TASK PROMPT
Render every line of the rows below as a JSON list of strings, one string per line, leaving out any blank lines.

Begin INPUT

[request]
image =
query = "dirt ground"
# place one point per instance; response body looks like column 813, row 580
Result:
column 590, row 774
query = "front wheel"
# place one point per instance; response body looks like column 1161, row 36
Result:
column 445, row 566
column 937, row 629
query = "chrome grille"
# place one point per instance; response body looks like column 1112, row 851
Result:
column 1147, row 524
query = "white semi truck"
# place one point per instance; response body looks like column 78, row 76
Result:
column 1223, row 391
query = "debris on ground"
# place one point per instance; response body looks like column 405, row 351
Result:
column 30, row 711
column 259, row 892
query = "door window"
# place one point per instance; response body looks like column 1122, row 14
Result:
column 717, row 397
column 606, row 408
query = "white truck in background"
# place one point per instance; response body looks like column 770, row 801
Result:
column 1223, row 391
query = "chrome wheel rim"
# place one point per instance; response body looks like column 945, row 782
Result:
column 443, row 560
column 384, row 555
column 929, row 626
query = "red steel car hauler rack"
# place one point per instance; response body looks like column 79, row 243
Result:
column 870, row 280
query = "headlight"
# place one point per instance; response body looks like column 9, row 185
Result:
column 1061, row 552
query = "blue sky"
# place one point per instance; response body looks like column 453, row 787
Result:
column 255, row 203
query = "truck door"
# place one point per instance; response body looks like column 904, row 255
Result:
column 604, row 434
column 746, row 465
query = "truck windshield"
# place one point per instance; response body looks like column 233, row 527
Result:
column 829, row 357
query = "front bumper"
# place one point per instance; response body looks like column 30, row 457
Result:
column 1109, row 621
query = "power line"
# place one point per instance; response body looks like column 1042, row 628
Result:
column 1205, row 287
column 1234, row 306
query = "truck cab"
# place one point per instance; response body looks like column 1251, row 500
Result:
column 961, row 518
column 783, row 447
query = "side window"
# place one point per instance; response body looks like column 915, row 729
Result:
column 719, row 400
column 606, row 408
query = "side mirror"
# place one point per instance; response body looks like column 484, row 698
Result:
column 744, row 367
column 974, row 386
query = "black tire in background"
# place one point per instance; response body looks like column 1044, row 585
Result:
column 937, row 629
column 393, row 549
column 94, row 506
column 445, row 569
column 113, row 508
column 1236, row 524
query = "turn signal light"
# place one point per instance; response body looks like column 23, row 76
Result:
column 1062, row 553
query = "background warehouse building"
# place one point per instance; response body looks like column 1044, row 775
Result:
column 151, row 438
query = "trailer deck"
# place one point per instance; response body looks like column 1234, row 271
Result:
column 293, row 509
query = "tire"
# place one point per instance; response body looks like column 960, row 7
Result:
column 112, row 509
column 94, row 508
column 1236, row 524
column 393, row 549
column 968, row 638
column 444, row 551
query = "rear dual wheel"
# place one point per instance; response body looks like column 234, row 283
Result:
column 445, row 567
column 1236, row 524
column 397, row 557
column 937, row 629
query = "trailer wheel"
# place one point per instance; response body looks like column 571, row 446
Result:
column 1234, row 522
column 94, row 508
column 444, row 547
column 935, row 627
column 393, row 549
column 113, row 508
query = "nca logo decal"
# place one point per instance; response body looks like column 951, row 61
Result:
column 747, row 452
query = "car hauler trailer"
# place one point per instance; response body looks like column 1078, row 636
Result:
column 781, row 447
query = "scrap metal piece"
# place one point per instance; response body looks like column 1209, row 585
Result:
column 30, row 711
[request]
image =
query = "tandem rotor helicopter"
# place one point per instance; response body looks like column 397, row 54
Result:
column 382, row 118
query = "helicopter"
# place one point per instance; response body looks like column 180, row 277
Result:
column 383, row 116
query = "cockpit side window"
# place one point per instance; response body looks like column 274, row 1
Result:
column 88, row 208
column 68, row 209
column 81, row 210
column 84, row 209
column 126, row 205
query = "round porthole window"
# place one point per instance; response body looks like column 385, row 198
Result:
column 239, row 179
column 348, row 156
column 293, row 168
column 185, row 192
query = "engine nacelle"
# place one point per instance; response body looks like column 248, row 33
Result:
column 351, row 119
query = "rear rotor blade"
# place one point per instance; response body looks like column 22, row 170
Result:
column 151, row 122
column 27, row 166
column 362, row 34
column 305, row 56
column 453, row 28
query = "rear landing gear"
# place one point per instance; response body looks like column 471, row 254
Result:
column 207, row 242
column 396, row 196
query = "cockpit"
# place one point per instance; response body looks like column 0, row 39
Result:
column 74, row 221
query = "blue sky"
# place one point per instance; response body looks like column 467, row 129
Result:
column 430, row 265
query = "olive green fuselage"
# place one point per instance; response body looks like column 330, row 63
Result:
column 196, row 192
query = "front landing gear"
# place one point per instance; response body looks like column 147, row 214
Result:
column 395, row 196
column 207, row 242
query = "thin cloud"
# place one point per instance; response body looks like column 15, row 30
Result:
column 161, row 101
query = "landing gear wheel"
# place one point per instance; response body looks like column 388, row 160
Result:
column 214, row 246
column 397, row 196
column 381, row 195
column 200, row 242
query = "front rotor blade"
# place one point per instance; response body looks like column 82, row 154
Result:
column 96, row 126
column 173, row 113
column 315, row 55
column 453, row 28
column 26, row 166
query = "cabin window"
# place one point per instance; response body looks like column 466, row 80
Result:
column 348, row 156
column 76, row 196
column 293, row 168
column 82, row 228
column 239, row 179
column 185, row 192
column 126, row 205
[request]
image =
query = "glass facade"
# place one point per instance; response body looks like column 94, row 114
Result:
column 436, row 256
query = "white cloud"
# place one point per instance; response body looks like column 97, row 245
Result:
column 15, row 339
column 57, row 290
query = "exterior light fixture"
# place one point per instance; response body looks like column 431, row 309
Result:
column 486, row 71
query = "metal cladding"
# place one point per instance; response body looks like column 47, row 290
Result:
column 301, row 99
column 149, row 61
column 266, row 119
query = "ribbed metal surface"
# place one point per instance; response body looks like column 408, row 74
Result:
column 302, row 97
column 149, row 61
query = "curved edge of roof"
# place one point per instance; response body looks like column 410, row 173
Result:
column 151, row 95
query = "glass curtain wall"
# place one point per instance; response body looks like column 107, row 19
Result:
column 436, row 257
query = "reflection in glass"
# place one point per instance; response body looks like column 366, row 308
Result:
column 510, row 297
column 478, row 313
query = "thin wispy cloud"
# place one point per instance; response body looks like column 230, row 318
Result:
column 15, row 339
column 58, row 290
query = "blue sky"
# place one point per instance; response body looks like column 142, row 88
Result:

End INPUT

THE RESULT
[
  "[request]",
  "image =",
  "query = \"dirt ground\"",
  "# place one point per instance; response body looks like column 813, row 580",
  "Result:",
  "column 590, row 774",
  "query = \"front wheel\"",
  "# place one point per instance; response body looks like column 1161, row 36",
  "Result:",
  "column 445, row 566",
  "column 937, row 629",
  "query = \"chrome grille\"",
  "# place one point per instance; response body looks like column 1112, row 851",
  "Result:",
  "column 1147, row 524",
  "query = \"white semi truck\"",
  "# place one point per instance; response body looks like column 78, row 76",
  "Result:",
  "column 1223, row 391",
  "query = \"debris on ground\"",
  "# place one point per instance; response body looks like column 405, row 351",
  "Result:",
  "column 30, row 711",
  "column 259, row 892",
  "query = \"door window\"",
  "# place one point per instance; response body looks like column 1122, row 14",
  "Result:",
  "column 717, row 397",
  "column 606, row 408",
  "query = \"white truck in background\"",
  "# place one point per instance; response body looks like column 770, row 801",
  "Result:",
  "column 1223, row 391",
  "query = \"chrome wheel rim\"",
  "# place one point per instance; response body looks like column 945, row 782",
  "Result:",
  "column 443, row 560",
  "column 384, row 555",
  "column 929, row 626",
  "query = \"red steel car hauler rack\"",
  "# place one point per instance; response body looks like column 79, row 243",
  "Result:",
  "column 870, row 280",
  "query = \"headlight\"",
  "# place one point per instance; response body looks like column 9, row 185",
  "Result:",
  "column 1061, row 552",
  "query = \"blue sky\"",
  "# place one point per instance; response body looks like column 453, row 787",
  "Result:",
  "column 255, row 203",
  "query = \"truck door\"",
  "# place one point per instance; response body looks like column 904, row 255",
  "Result:",
  "column 604, row 434",
  "column 746, row 465",
  "query = \"truck windshield\"",
  "# place one point per instance; response body looks like column 233, row 527",
  "Result:",
  "column 829, row 357",
  "query = \"front bumper\"",
  "# place one point per instance; response body looks like column 30, row 457",
  "Result:",
  "column 1109, row 621",
  "query = \"power line\"",
  "# place one point per instance; response body looks like column 1042, row 628",
  "Result:",
  "column 1205, row 287",
  "column 1234, row 306",
  "query = \"truck cab\"",
  "# place one point per instance; response body looks like column 1251, row 500",
  "Result:",
  "column 961, row 518",
  "column 783, row 447",
  "query = \"side window\"",
  "# place one point per instance; response body looks like column 915, row 729",
  "Result:",
  "column 719, row 400",
  "column 606, row 408",
  "query = \"side mirror\"",
  "# place one point per instance; response body looks like column 484, row 698",
  "Result:",
  "column 744, row 367",
  "column 974, row 386",
  "query = \"black tire in background\"",
  "# place one point per instance; response body looks like column 1044, row 585",
  "Result:",
  "column 937, row 629",
  "column 393, row 549",
  "column 94, row 506",
  "column 445, row 569",
  "column 113, row 508",
  "column 1236, row 524",
  "query = \"turn signal light\"",
  "# place one point per instance; response body looks like column 23, row 76",
  "Result:",
  "column 1062, row 553",
  "query = \"background warehouse building\"",
  "# place one point per instance; response body looks like column 1044, row 775",
  "Result:",
  "column 151, row 438",
  "query = \"trailer deck\"",
  "# place one point per instance; response body looks like column 1234, row 271",
  "Result:",
  "column 293, row 509",
  "query = \"tire\"",
  "# place one point per instance; response body looks like column 960, row 7",
  "Result:",
  "column 112, row 509",
  "column 94, row 508",
  "column 1236, row 524",
  "column 393, row 549",
  "column 968, row 638",
  "column 444, row 551",
  "query = \"rear dual wheel\"",
  "# place one point per instance; response body looks like column 234, row 283",
  "Result:",
  "column 445, row 567",
  "column 1236, row 524",
  "column 397, row 557",
  "column 937, row 629",
  "query = \"trailer wheel\"",
  "# place one point per instance; response body looks like column 571, row 446",
  "Result:",
  "column 1234, row 522",
  "column 94, row 508",
  "column 444, row 547",
  "column 935, row 627",
  "column 393, row 549",
  "column 113, row 508",
  "query = \"nca logo decal\"",
  "# place one point per instance; response body looks like column 951, row 61",
  "Result:",
  "column 747, row 452",
  "query = \"car hauler trailer\"",
  "# place one point per instance; response body looks like column 1078, row 636",
  "Result:",
  "column 781, row 447",
  "query = \"scrap metal piece\"",
  "# place one point per instance; response body looks like column 1209, row 585",
  "Result:",
  "column 30, row 711",
  "[request]",
  "image =",
  "query = \"tandem rotor helicopter\"",
  "# place one point per instance; response body looks like column 397, row 54",
  "Result:",
  "column 382, row 118",
  "query = \"helicopter\"",
  "# place one point per instance; response body looks like column 180, row 277",
  "Result:",
  "column 383, row 116",
  "query = \"cockpit side window\"",
  "# place one point per instance; response body looks like column 274, row 1",
  "Result:",
  "column 88, row 208",
  "column 68, row 209",
  "column 81, row 210",
  "column 84, row 209",
  "column 126, row 205",
  "query = \"round porthole window\"",
  "# place one point per instance; response body looks like column 385, row 198",
  "Result:",
  "column 239, row 179",
  "column 348, row 156",
  "column 293, row 168",
  "column 185, row 192",
  "query = \"engine nacelle\"",
  "# place one point per instance; response body looks like column 248, row 33",
  "Result:",
  "column 351, row 119",
  "query = \"rear rotor blade\"",
  "# place one point per instance; response body looks like column 22, row 170",
  "Result:",
  "column 151, row 122",
  "column 27, row 166",
  "column 362, row 34",
  "column 305, row 56",
  "column 453, row 28",
  "query = \"rear landing gear\"",
  "# place one point per instance; response body looks like column 471, row 254",
  "Result:",
  "column 207, row 242",
  "column 396, row 196",
  "query = \"cockpit\"",
  "# place one point per instance; response body looks like column 0, row 39",
  "Result:",
  "column 74, row 221",
  "query = \"blue sky\"",
  "# place one point per instance; response body looks like column 467, row 129",
  "Result:",
  "column 430, row 265",
  "query = \"olive green fuselage\"",
  "# place one point per instance; response body looks like column 330, row 63",
  "Result:",
  "column 196, row 192",
  "query = \"front landing gear\"",
  "# place one point per instance; response body looks like column 147, row 214",
  "Result:",
  "column 395, row 196",
  "column 207, row 242",
  "query = \"thin cloud\"",
  "# place one point per instance; response body looks like column 15, row 30",
  "Result:",
  "column 161, row 101",
  "query = \"landing gear wheel\"",
  "# place one point per instance; response body looks like column 388, row 160",
  "Result:",
  "column 214, row 246",
  "column 397, row 196",
  "column 381, row 195",
  "column 200, row 242",
  "query = \"front rotor blade\"",
  "# place one point per instance; response body looks like column 82, row 154",
  "Result:",
  "column 96, row 126",
  "column 173, row 113",
  "column 315, row 55",
  "column 453, row 28",
  "column 26, row 166",
  "query = \"cabin window\"",
  "# place one point per instance; response body looks like column 466, row 80",
  "Result:",
  "column 348, row 156",
  "column 76, row 196",
  "column 293, row 168",
  "column 82, row 228",
  "column 239, row 179",
  "column 185, row 192",
  "column 126, row 205",
  "[request]",
  "image =",
  "query = \"glass facade\"",
  "# place one point per instance; response body looks like column 94, row 114",
  "Result:",
  "column 436, row 256",
  "query = \"white cloud\"",
  "# place one point per instance; response body looks like column 97, row 245",
  "Result:",
  "column 15, row 339",
  "column 57, row 290",
  "query = \"exterior light fixture\"",
  "# place one point per instance; response body looks like column 431, row 309",
  "Result:",
  "column 486, row 71",
  "query = \"metal cladding\"",
  "# place one point per instance; response body looks like column 47, row 290",
  "Result:",
  "column 301, row 99",
  "column 149, row 61",
  "column 266, row 119",
  "query = \"ribbed metal surface\"",
  "# place one point per instance; response body looks like column 408, row 74",
  "Result:",
  "column 302, row 97",
  "column 149, row 61",
  "query = \"curved edge of roof\"",
  "# place one point per instance; response body looks like column 410, row 173",
  "Result:",
  "column 151, row 95",
  "query = \"glass curtain wall\"",
  "# place one point per instance; response body looks like column 107, row 19",
  "Result:",
  "column 436, row 257",
  "query = \"reflection in glass\"",
  "# place one point per instance; response body looks like column 366, row 308",
  "Result:",
  "column 510, row 297",
  "column 478, row 313",
  "query = \"thin wispy cloud\"",
  "# place one point per instance; response body looks like column 230, row 318",
  "Result:",
  "column 15, row 339",
  "column 58, row 290",
  "query = \"blue sky\"",
  "# place one point per instance; response body looks like column 142, row 88",
  "Result:"
]